My husband has dengue fever. Or chikunguya, what the difference is can only be known after a long-awaited test. We needed to find our family doctor because he kept going from house to house inquiring of people with fever or other suspicious symptoms. The doctor, after a physical examination and posing a series of questions, filled out a paper and referred him to Fajardo Hospital.
“Don’t worry, you don’t have to wait in line for this.”
At 11:30 Alcides went to the hospital with one of our daughters who arrived at just the right time. I stayed at home cooking, so they could eat lunch after returning from the hospital.
At four in the afternoon, my brother arrived and took me to Fajardo. At that hour the shift doctor still had not seen the urgent test results. Alcides had to wait for a long time because the line that he “didn’t have to wait in” was much bigger than the line for people who arrived for other reasons. Finally, it was his turn. A young Guinean doctor with enviable patience attended each case, filled out a stack of papers and still had the Hippocratic spirit to be friendly.
I signed a paper to take responsibility for Alcides. What worries the doctors (at the hospital as well as at the neighborhood clinic) is that his platelets are very low and his leucocytes very high, but I’d rather go to the clinic every day to have the follow-up analysis than to leave him in the hospital. I don’t like anything about the Emergency Room, disorganized and lacking in hygiene, and I have no reason to suppose that the rest of the hospital would be any different.
In the waiting room the patients never stop complaining. Why if you come with a referral directly from your clinic do you have to repeat the same procedures with the doctor on duty instead of going directly to the lab? No one knows what the “guidelines” say. Later, there were only two doctors and they were overwhelmed. Those missing must be on overseas missions like Barrio Adentro or Mas Medicos; to the claim of our being a “Medical Powerhouse” should be added: … “for export.”

Referring expression data
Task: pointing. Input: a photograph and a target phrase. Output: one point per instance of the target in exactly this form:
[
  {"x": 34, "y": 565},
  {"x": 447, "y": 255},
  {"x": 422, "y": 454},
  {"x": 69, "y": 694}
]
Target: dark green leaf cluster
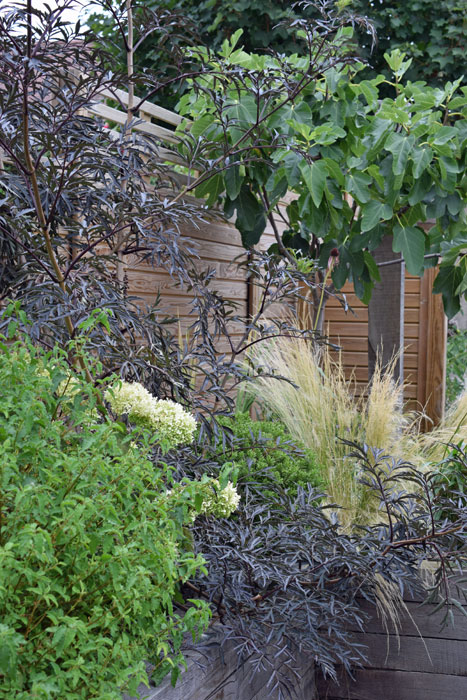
[
  {"x": 361, "y": 165},
  {"x": 91, "y": 550},
  {"x": 96, "y": 201},
  {"x": 431, "y": 32},
  {"x": 451, "y": 476},
  {"x": 263, "y": 450}
]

■ **Activity list**
- 1) Reproduce the passage of the account of Alcides's illness between "My husband has" and "to Fajardo Hospital.", inclusive.
- 2) List every relative of the writer who is mentioned in the account of Alcides's illness.
- 3) Continue the account of Alcides's illness from the point where it stops.

■ **Answers to the problems**
- 1)
My husband has dengue fever. Or chikunguya, what the difference is can only be known after a long-awaited test. We needed to find our family doctor because he kept going from house to house inquiring of people with fever or other suspicious symptoms. The doctor, after a physical examination and posing a series of questions, filled out a paper and referred him to Fajardo Hospital.

- 2)
- Husband, Alcides
- One of the daughters
- Brother

- 3)
Having a case of dengue fever in the house isn’t news. The list of patients in the four surrounding blocks fills two pages in a school notebook. “We haven’t found the source,” my family doctor tells me with concern. I comment, “They shouldn’t focus so much on individual homes, rather they should clean up the neglected lot on the corner, and if they haven’t found the source, there they’re going to find all those who haven’t appeared yet.
As the situation is worsening (I would speak of an epidemic, but the health authorities seem not to have received “the orientation”) the priority is the source. Yesterday they came and fumigated and asked about home sources (if you have vases, plants in water, drinking bowls for pets, water deposits in the house, and I already know the list by heart and can recite it). Later the supervisor showed up to ask about the program to check for sources in homes; later the supervisor’s boss came by to ask about the program to check for sources in homes.
And at the lush wilderness on the corner? No one asks about the sources there.